Return the records, each one exactly as written.
(Beginning of Task inputs)
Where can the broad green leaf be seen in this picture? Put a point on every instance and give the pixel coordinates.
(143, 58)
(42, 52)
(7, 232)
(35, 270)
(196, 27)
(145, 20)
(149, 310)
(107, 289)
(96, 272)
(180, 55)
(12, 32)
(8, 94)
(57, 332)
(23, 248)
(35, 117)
(End of Task inputs)
• _Written answer_
Where can the broad green leaf be seen in this picture? Put a point on every instance and give the pixel coordinates.
(143, 58)
(42, 52)
(7, 232)
(35, 270)
(196, 27)
(145, 20)
(149, 310)
(107, 289)
(96, 272)
(180, 55)
(12, 32)
(8, 94)
(57, 332)
(23, 248)
(35, 117)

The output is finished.